**Exercise description:** Print every line below without adding or leaving out a single word.

Natural-language object grounding data
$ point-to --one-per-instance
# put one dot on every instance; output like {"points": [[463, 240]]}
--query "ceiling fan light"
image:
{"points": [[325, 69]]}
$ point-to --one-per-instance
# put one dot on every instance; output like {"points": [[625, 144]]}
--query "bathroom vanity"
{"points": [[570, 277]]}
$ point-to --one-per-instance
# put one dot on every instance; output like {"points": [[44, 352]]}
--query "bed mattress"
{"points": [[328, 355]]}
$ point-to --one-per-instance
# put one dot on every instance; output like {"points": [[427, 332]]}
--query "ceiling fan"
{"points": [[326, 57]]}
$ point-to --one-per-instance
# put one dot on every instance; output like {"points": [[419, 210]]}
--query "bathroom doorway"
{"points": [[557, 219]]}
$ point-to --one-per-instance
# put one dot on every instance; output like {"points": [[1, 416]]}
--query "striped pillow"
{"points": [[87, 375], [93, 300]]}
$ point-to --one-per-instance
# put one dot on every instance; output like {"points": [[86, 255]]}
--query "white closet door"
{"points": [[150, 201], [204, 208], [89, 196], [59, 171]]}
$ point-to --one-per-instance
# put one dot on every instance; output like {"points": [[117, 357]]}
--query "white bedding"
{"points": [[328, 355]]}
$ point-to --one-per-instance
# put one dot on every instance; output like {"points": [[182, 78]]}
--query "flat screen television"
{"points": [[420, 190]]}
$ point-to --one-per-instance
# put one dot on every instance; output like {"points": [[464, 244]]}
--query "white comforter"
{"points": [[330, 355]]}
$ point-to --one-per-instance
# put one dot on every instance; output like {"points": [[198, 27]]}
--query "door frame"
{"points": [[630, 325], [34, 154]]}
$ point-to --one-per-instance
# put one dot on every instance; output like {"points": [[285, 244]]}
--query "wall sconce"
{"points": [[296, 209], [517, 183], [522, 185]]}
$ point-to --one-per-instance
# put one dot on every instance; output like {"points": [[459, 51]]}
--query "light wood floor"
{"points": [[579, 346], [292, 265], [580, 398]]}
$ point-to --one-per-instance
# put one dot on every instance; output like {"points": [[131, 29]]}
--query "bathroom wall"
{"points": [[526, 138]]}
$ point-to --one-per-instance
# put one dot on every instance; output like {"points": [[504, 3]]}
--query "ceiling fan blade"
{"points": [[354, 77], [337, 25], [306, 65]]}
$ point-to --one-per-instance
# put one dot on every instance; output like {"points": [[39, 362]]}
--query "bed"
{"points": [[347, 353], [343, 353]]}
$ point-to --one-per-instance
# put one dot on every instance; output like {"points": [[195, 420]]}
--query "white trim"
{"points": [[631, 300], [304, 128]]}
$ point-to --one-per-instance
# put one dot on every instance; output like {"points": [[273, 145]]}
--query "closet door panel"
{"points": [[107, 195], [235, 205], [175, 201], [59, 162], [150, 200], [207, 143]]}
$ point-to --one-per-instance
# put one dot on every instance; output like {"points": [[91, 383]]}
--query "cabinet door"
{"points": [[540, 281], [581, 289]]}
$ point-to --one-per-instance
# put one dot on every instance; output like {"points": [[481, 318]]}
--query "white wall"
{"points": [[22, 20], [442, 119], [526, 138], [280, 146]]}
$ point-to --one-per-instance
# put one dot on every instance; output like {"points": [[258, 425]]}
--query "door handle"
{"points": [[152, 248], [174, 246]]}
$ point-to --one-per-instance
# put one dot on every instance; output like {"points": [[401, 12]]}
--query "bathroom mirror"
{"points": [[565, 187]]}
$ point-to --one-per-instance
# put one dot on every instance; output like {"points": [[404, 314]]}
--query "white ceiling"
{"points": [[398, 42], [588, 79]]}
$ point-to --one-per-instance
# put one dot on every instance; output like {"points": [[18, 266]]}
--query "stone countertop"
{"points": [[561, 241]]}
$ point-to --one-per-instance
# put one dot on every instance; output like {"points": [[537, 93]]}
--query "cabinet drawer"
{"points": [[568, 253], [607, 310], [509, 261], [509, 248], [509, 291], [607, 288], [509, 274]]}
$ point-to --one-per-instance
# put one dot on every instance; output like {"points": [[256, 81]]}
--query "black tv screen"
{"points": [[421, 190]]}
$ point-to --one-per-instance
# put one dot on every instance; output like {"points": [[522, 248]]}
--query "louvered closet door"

**Written response:**
$ point-to --one-per-instance
# put one dot on every instance; output like {"points": [[463, 240]]}
--query "ceiling fan light"
image:
{"points": [[325, 69]]}
$ point-to --one-per-instance
# put one dot on every instance; output like {"points": [[625, 144]]}
--query "bathroom vanity"
{"points": [[570, 277]]}
$ point-to --one-per-instance
# put one dot on every instance; output like {"points": [[44, 352]]}
--query "bed mattress"
{"points": [[328, 355]]}
$ point-to --one-per-instance
# put one dot on every instance; output like {"points": [[427, 332]]}
--query "ceiling fan"
{"points": [[326, 57]]}
$ point-to --one-per-instance
# put one dot on every instance; output like {"points": [[419, 210]]}
--query "bathroom doorway"
{"points": [[557, 219]]}
$ point-to --one-per-instance
# put one dot on every instance; output like {"points": [[1, 416]]}
--query "striped pillow"
{"points": [[87, 375], [93, 300]]}
$ point-to --one-per-instance
# put one dot on every instance; output like {"points": [[86, 255]]}
--query "white closet door"
{"points": [[150, 201], [204, 208], [89, 196], [59, 171]]}
$ point-to --one-per-instance
# put one dot on every instance; output like {"points": [[117, 357]]}
--query "white bedding"
{"points": [[328, 355]]}
$ point-to --one-per-instance
# put one dot on every instance; output like {"points": [[182, 78]]}
--query "flat screen television"
{"points": [[420, 190]]}
$ point-to --one-per-instance
# put one dot on every instance; output like {"points": [[464, 244]]}
--query "white comforter"
{"points": [[330, 355]]}
$ point-to --one-per-instance
# put one dot on every instance; output like {"points": [[198, 27]]}
--query "door frame"
{"points": [[630, 325], [34, 154]]}
$ point-to --one-per-instance
# put one dot on every instance; output like {"points": [[285, 244]]}
--query "wall sconce"
{"points": [[296, 209], [517, 183], [522, 185]]}
$ point-to --one-per-instance
# put one dot on every instance; output like {"points": [[459, 51]]}
--query "light wood floor"
{"points": [[579, 346], [292, 265], [580, 398]]}
$ point-to --one-per-instance
# put one dot on every instance; output like {"points": [[131, 29]]}
--query "bathroom wall"
{"points": [[526, 138]]}
$ point-to --one-per-instance
# put one dot on every instance; output like {"points": [[504, 3]]}
--query "ceiling fan blade"
{"points": [[354, 77], [337, 25], [306, 65]]}
$ point-to --one-per-instance
# put one dot on every instance; output like {"points": [[39, 362]]}
--query "bed"
{"points": [[347, 353], [343, 353]]}
$ point-to --one-per-instance
# put one dot on every instance; output like {"points": [[195, 420]]}
--query "white trim"
{"points": [[631, 300], [304, 128]]}
$ point-to --one-per-instance
# put one dot on every instance; output like {"points": [[273, 145]]}
--query "closet door panel"
{"points": [[107, 195], [235, 205], [175, 201], [59, 162], [150, 200], [207, 143]]}
$ point-to --one-per-instance
# put one dot on every instance; output like {"points": [[91, 383]]}
--query "cabinet door"
{"points": [[540, 281], [581, 289]]}
$ point-to --one-per-instance
# put one dot on every instance; output like {"points": [[481, 318]]}
--query "white wall"
{"points": [[22, 20], [442, 119], [526, 138], [280, 146]]}
$ point-to --one-per-instance
# put one dot on every instance; output like {"points": [[258, 425]]}
--query "door handle"
{"points": [[152, 248], [174, 246]]}
$ point-to --one-per-instance
# put one dot on every instance; output like {"points": [[401, 12]]}
--query "bathroom mirror"
{"points": [[565, 187]]}
$ point-to --one-per-instance
# put one dot on every instance; output like {"points": [[404, 314]]}
--query "white ceiling"
{"points": [[398, 42], [588, 79]]}
$ point-to --one-per-instance
# put one dot on every instance; output like {"points": [[18, 266]]}
--query "stone countertop"
{"points": [[561, 241]]}
$ point-to --one-per-instance
# put one dot on every instance; output like {"points": [[537, 93]]}
--query "cabinet drawer"
{"points": [[568, 253], [607, 310], [509, 261], [509, 248], [509, 291], [607, 288], [509, 274]]}
$ point-to --one-per-instance
# put one dot on every instance; output like {"points": [[256, 81]]}
--query "black tv screen"
{"points": [[421, 190]]}
$ point-to --one-per-instance
# put one dot on every instance; output like {"points": [[522, 248]]}
--query "louvered closet door"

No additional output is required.